» PASSAGE
+++
Historical Trends: Cyclical Downturns and Emerging Pressures

Tracing Duval County's WARN notices across nearly three decades reveals distinct economic cycles. The late 1990s saw relatively modest layoff activity (7-13 notices annually), the early 2000s experienced modest escalation (peaking at 18 notices in 2003), and the 2007-2009 period saw dramatic acceleration as the Great Recession unfolded. The 2008 peak of 28 notices reflected the financial crisis's devastating impact on a county anchored by banking and finance.

The 2010s showed relative stabilization, with annual notices generally ranging from 5 to 18, suggesting a county that had largely absorbed the recession's shock and found a new equilibrium. However, 2019-2025 exhibits renewed volatility: 16 notices in 2019, the enormous spike to 47 in 2020 (pandemic-driven), then 9 and 5 notices in 2021-2022 (recovery phase), followed by 17 and 16 notices in 2023-2024, and a concerning 22 notices already in 2025.

This trajectory suggests that Duval County is not experiencing sustained recovery from pandemic disruptions but rather entering a new period of workforce instability. The first quarter of 2025 has already generated substantial layoff activity, and the upward trend in Florida's initial jobless claims (51.9% year-over-year increase) corroborates that state-level labor market stress is beginning to manifest.
+++
» ACTIVITY LIST
A) Summarize the passage on Duval County's layoff notices in two sentences.
B) Pick up the passage on Duval County's layoff trends after its last sentence and carry it forward.

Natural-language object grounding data
+++
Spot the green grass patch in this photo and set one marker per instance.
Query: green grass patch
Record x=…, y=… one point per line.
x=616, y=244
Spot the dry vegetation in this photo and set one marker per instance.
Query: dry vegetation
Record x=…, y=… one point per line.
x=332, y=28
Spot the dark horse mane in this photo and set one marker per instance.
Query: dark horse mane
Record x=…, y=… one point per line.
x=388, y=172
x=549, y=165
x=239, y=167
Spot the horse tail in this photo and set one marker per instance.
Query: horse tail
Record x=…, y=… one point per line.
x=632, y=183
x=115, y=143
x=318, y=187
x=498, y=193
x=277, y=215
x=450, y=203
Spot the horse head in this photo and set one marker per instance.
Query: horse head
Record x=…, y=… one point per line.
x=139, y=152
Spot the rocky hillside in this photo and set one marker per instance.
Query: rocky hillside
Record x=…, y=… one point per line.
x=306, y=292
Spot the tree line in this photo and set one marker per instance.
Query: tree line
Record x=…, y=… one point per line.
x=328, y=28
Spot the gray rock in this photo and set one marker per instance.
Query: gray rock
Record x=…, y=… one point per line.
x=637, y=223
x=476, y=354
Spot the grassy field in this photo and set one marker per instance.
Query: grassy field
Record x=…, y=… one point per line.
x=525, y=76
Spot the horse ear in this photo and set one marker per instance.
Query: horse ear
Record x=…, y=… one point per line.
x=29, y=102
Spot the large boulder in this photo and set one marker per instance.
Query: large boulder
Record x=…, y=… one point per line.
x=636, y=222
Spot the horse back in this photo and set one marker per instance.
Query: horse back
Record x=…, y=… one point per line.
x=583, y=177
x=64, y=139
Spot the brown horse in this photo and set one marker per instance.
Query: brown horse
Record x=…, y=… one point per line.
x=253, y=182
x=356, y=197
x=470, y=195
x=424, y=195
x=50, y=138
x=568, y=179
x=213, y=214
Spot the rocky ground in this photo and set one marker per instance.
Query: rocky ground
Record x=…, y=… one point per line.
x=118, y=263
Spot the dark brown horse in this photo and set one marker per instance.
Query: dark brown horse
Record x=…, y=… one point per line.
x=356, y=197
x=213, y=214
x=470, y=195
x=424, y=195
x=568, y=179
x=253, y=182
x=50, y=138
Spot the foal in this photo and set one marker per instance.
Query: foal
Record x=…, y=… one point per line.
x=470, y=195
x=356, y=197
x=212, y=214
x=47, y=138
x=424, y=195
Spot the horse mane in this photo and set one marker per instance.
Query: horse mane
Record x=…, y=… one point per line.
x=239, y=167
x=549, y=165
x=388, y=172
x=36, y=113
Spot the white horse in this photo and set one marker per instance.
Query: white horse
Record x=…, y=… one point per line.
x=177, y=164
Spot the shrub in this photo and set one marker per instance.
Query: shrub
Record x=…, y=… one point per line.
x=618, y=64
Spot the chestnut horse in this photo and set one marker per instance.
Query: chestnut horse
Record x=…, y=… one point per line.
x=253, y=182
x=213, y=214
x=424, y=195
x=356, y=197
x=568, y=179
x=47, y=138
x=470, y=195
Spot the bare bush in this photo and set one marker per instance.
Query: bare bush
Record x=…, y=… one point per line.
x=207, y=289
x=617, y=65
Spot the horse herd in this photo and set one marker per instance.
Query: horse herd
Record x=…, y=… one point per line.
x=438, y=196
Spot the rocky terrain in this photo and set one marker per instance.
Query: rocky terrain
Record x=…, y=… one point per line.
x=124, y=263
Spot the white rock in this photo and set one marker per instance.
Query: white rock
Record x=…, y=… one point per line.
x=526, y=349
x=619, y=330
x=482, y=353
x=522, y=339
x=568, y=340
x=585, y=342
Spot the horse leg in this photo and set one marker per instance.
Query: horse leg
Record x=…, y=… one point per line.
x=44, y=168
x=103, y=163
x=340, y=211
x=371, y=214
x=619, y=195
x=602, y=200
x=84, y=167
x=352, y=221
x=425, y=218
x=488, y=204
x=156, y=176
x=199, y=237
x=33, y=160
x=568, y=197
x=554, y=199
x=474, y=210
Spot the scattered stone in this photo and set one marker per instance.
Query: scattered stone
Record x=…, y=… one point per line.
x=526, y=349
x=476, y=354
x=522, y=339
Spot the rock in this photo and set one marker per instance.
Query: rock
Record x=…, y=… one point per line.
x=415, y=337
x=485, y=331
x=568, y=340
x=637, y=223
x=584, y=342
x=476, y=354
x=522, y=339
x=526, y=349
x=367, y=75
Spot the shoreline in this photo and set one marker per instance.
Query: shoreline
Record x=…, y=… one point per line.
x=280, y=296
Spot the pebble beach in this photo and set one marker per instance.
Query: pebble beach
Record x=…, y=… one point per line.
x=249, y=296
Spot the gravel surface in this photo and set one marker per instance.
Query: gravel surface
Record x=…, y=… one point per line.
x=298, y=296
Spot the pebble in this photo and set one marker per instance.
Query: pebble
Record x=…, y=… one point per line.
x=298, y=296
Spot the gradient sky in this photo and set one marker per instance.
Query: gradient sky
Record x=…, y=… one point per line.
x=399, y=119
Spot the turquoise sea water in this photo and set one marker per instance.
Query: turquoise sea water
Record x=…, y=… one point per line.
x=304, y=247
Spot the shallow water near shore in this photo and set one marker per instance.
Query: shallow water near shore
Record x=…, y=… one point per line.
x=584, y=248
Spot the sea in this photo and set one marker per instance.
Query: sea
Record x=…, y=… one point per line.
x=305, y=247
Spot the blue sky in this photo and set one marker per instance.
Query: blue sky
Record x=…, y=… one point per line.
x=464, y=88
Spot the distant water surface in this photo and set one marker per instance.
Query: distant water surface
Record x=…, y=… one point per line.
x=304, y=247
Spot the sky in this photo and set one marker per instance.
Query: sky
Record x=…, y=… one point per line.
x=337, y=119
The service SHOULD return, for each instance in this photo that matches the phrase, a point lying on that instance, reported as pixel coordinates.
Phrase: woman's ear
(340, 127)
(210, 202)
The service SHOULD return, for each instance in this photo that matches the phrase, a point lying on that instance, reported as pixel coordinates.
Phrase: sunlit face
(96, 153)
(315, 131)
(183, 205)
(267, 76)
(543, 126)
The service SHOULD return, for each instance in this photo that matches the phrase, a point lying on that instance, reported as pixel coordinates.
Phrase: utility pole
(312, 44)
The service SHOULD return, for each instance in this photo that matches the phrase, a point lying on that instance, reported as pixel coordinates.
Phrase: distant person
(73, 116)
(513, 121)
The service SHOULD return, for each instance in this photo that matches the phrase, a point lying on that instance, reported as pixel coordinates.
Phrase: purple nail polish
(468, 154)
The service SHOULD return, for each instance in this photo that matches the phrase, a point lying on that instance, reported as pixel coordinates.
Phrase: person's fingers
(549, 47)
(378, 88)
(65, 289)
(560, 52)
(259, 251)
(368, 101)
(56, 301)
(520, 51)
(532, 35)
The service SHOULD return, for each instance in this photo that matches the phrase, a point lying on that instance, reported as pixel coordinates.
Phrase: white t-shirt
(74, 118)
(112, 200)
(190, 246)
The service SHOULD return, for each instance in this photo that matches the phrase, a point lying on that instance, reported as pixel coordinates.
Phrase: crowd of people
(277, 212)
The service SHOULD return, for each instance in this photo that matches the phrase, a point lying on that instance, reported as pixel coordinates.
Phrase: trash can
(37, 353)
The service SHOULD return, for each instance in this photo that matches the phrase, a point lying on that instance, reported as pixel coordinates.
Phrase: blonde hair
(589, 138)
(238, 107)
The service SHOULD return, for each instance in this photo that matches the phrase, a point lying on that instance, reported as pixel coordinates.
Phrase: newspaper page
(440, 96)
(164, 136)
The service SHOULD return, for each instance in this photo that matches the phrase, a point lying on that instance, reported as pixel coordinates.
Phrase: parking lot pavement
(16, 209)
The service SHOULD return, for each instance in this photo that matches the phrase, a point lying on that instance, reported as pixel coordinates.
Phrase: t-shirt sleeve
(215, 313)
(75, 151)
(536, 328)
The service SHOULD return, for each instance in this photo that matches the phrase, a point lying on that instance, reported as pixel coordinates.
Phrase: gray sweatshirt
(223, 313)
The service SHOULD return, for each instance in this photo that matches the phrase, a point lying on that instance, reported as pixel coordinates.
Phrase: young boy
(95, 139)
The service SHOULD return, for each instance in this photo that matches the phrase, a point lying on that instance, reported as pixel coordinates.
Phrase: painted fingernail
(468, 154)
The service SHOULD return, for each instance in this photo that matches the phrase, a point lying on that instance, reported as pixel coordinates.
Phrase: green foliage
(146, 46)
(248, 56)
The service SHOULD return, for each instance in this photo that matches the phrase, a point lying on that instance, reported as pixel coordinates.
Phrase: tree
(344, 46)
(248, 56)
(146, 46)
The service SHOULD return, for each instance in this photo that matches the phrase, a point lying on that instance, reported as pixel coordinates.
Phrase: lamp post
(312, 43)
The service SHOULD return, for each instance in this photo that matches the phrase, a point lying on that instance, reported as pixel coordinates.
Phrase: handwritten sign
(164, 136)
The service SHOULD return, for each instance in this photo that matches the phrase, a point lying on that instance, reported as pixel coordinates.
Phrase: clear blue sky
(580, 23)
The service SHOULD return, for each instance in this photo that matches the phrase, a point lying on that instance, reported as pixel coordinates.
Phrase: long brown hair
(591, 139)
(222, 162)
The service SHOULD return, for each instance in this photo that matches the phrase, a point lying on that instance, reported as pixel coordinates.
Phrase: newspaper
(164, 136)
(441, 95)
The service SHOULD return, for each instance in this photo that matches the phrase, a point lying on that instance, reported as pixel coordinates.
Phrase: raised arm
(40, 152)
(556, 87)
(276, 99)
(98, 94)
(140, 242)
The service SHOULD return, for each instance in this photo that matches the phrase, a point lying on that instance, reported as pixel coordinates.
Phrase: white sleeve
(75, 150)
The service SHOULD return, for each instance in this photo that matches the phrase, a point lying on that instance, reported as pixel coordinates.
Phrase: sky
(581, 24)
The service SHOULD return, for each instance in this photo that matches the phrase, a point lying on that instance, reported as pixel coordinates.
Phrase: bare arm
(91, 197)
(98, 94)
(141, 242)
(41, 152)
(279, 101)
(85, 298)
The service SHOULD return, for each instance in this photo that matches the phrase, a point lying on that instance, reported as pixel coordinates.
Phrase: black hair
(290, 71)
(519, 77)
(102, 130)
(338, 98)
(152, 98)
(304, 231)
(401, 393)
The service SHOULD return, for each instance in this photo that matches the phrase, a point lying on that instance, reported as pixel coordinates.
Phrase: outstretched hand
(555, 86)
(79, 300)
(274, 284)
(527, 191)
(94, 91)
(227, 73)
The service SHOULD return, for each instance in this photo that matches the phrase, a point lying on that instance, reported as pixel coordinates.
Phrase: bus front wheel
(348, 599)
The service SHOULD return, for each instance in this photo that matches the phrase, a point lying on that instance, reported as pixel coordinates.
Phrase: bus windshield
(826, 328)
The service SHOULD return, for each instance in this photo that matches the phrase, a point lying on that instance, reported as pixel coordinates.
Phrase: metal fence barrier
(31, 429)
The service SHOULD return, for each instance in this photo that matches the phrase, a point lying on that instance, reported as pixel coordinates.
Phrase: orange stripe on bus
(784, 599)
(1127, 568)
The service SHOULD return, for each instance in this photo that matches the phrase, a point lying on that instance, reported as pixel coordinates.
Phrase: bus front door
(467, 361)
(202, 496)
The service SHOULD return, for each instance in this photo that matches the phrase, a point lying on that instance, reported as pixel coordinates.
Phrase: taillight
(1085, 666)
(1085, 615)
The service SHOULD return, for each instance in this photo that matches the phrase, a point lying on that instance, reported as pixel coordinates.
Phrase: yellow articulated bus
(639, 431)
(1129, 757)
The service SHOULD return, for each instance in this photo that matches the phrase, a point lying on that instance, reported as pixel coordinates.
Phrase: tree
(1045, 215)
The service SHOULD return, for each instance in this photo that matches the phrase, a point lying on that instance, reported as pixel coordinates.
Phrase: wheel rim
+++
» ANSWERS BY ITEM
A) Duval County's WARN notices over nearly three decades show distinct economic cycles: modest activity in the late 1990s, a peak of 28 notices in 2008 during the Great Recession, and relative stabilization through the 2010s. Since 2019 the counts have been volatile, spiking to 47 in 2020 and already reaching 22 in 2025, which suggests a new period of workforce instability rather than sustained recovery.

B)
Local Economic Impact: Labor Market Absorption Challenges and Structural Vulnerabilities

The immediate impact of 42,985 documented layoffs across nearly three decades averages 1,433 workers displaced annually—a figure that, while manageable in normal economic periods, becomes problematic during recessions or when concentrated in a single quarter. The current Florida context presents real challenges: the state's insured unemployment rate of 0.27% and 4.5% unemployment rate suggest tight labor markets, yet jobless claims are rising sharply. This apparent contradiction indicates that newly displaced workers from WARN notices may face extended joblessness if they lack skills matching available positions or if available jobs offer substantially lower wages than previous employment.

Duval County's economy faces structural vulnerabilities that these layoff patterns illuminate. The financial sector's dominance, while generating high-wage employment, creates concentration risk—when banks consolidate or automate, thousands of middle-class jobs disappear. Manufacturing's gradual decline reflects broader deindustrialization trends that Florida's economy has experienced. Retail's ongoing contraction reflects e-commerce disruption and automation. Meanwhile, the county has not developed sufficient growth in higher-tech or specialized services to offset these losses.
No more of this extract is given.